WORK INSTRUCTIONS - Without the pictures, set down the records below word for word.

======== RECORDS FOR THIS TASK ========

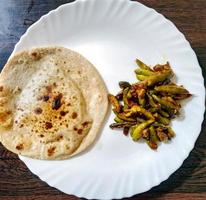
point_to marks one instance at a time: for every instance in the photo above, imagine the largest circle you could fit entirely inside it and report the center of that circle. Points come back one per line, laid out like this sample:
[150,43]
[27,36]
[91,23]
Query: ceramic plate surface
[111,34]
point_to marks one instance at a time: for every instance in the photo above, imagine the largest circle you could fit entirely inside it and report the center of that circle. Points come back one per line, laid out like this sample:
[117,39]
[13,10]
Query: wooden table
[188,182]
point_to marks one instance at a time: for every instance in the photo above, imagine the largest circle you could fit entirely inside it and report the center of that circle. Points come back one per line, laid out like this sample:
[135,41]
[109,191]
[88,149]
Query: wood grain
[189,182]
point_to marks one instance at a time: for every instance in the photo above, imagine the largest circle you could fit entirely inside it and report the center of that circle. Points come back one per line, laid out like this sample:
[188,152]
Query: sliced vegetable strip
[146,108]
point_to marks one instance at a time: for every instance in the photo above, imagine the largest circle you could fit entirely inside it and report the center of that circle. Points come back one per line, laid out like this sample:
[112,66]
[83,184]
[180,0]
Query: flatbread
[52,103]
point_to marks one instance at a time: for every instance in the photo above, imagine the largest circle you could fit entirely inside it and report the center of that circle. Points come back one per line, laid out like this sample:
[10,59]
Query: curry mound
[52,103]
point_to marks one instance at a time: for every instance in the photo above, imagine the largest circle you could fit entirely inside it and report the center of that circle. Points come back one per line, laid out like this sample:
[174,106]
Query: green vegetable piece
[118,120]
[162,120]
[172,89]
[124,84]
[137,133]
[164,103]
[152,80]
[170,132]
[144,72]
[115,103]
[153,135]
[125,118]
[141,77]
[125,98]
[164,114]
[152,145]
[151,101]
[146,113]
[153,110]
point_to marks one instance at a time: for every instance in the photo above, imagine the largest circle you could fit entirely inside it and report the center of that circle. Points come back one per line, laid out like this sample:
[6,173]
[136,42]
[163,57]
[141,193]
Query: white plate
[111,34]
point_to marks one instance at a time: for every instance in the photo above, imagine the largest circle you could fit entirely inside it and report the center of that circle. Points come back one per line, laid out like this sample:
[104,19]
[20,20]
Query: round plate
[112,34]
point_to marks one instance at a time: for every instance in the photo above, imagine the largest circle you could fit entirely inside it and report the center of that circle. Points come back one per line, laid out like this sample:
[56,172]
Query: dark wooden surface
[189,182]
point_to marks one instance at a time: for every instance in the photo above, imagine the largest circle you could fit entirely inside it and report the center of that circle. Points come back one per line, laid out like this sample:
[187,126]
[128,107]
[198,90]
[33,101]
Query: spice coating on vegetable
[145,108]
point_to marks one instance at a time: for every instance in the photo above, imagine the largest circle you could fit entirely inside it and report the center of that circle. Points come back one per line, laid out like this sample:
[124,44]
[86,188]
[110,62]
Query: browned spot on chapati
[20,146]
[38,111]
[51,151]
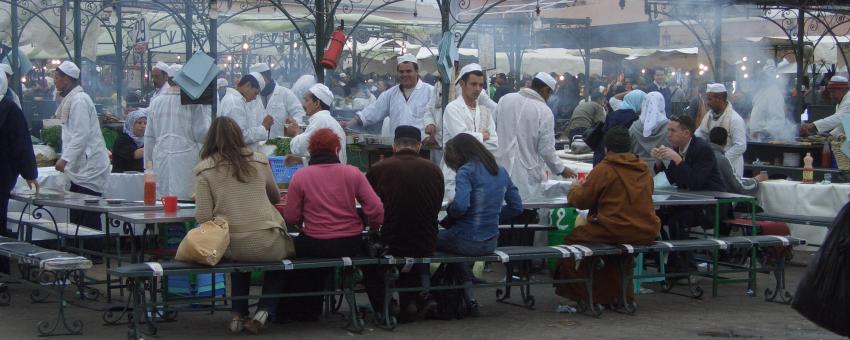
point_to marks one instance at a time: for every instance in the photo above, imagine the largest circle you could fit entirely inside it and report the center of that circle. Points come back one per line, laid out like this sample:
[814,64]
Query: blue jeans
[449,242]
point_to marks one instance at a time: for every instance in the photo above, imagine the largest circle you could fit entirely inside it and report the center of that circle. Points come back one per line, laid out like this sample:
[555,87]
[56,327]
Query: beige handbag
[205,244]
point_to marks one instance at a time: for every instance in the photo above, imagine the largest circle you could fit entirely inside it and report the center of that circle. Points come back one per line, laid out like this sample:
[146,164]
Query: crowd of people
[495,151]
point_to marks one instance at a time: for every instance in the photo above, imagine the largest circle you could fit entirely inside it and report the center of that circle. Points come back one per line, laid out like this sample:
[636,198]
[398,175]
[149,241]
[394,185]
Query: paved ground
[659,316]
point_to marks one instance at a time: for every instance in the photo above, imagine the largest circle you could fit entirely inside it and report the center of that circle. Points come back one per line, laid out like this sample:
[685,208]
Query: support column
[118,71]
[801,63]
[718,42]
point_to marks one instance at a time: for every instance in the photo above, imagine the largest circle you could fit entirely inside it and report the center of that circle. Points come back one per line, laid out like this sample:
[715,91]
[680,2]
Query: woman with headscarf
[624,117]
[650,130]
[128,152]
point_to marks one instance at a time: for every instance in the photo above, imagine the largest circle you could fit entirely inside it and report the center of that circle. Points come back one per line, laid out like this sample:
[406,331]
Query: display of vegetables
[281,144]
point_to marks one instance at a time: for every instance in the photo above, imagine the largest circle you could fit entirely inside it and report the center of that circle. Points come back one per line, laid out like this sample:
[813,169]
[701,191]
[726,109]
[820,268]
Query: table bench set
[143,306]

========

TASK RESPONSE -
point_to marks one instance at a time: for every instance in the photo above, imagine the largest circle you could fit entirely inside it and report the center of that circle. Points come back one per line, laid out like this sample:
[150,43]
[27,36]
[91,23]
Query: ceramic plate surface
[111,34]
point_to marks one instance at a time: for every instance in the photo above, imagine the largest circle you could fit entirely inside it and report the center of that circle. Points come back one per line, laid out like this sample:
[117,39]
[13,10]
Query: wooden table
[188,182]
point_to marks one instance at a time: for every instance in the photo above, imagine the largest circle you could fit entirely inside it and report the center of that circle. Points come back one per line, laid out like this sample:
[135,41]
[109,191]
[88,149]
Query: wood grain
[189,182]
point_to marks one instance at a time: for every instance in the photo above, imagine the largest circle you could fit entirely inside it and report the center of that circle. Points come back one per line, laid out like this sample:
[188,152]
Query: sliced vegetable strip
[146,108]
point_to marks one instance at a time: for every instance in the photo above, imagine the largest circle you could fit entirely inside it and report the center of that circle. Points come back one per line, laid out like this sample:
[112,66]
[83,184]
[180,0]
Query: flatbread
[52,103]
point_to marks one instance at a time: for every instance in the photo above, imagine the largest circle you could fit entirely inside it and report the center of that circle. Points come back one per line, laid out like this sample:
[10,59]
Query: curry mound
[52,103]
point_to marks one instance at a time: for every instance in the photo above, imagine the largest circle you could fit entirely inside it and report the center of that circle. Points come back one per line, laid out like this sample:
[174,106]
Query: green vegetable piece
[118,120]
[162,120]
[172,89]
[124,84]
[137,133]
[164,103]
[152,80]
[170,132]
[144,72]
[115,103]
[153,135]
[125,118]
[141,77]
[125,98]
[164,114]
[152,145]
[151,101]
[146,113]
[153,110]
point_to marks one instance at a time: for every instance in the photo above, imagine the largest circle you could fit entirely inside it and report the center of that circle. Points come back one per line, laid out like this sample:
[6,173]
[136,42]
[163,57]
[141,193]
Query: white plate
[111,34]
point_to marks one instance at a time: for every instance in the photo above, imagine the largest circle you could fit entirely inside it and report the center of that circle. Points come back one per line, laid out like this sample:
[104,19]
[20,20]
Query: round plate
[112,34]
point_to marks one instance at a time: for every instance in the photo above, imagine the largest circle you could fit entirely inside it and report the center of that circle. Points come back one per line, laid out like this sample:
[56,172]
Query: dark wooden surface
[189,182]
point_to marks one instance at a time: for every instance in the photo above, imagine the largest circle you could fit entirely inside it and report the center of that circle. Points come back one per line, laid out like this sample:
[187,126]
[128,107]
[198,90]
[33,101]
Query: spice coating on vegetable
[145,108]
point_to marks one instance at a time: for every instance in the photo above, imagine the largest circle you could fit entirely inside it and report the center of that circle. Points come back one per line, laid out like this sample:
[124,44]
[86,188]
[110,62]
Query: browned spot on chapati
[20,146]
[38,111]
[51,151]
point_to marks one instance at a time: for every instance in the photo above, imagine the largest circle you could fit entirely inside it and report the center of that circle. Points come back one per line, laid out like this sample:
[814,64]
Query: blue jeans
[449,242]
point_to marks one instance at a time: for every instance in the photo above, imagine the largest circle you could fit entirely inside it and report the center of that circle. Points come back one per line, laid out like this sample:
[555,87]
[56,327]
Query: beige handbag
[205,244]
point_to marks one instance at a time: for every instance in the photo above, imagine the largest circle you could fit entirely inside it and report the center of that circle. Points come back one per line, laid out like this sample:
[146,164]
Query: crowd of people
[495,151]
point_to marks one instance at a time: for every instance in the photo above, imagine the largest circle you could fit entirely inside it and report the center of that circle. Points come back one per line, laid out like this sample:
[636,198]
[398,175]
[149,241]
[394,185]
Query: paved ground
[659,316]
point_to marks one instance at a time: for every instance in the photo above, imagine the largest circle you could fit entirely inside it and report the center of that circle. Points come back one per line, laid out like this sample:
[685,208]
Query: support column
[118,71]
[801,63]
[718,42]
point_to marks one instance at a time: for every instance in the photo above, imagine the largest circle you could fit entirely inside it and report the center of that circle. Points come back one per line, laid out like this sample:
[715,91]
[680,2]
Query: woman with headscarf
[624,117]
[650,130]
[128,152]
point_to marks one instance at a time: for every instance in the photo above, imagine the largest circle you could fit entirely inside it and report the center of that circle. Points come back one per line, laid out like this sample:
[406,331]
Query: display of vegetables
[281,144]
point_to marks one instance at a time: for every instance in the photo above, imagine the largest circle you could fit entirely inside it and report the center of that circle. Points come back one per line, laid out like this sample:
[813,169]
[701,191]
[726,109]
[820,268]
Query: table bench set
[143,306]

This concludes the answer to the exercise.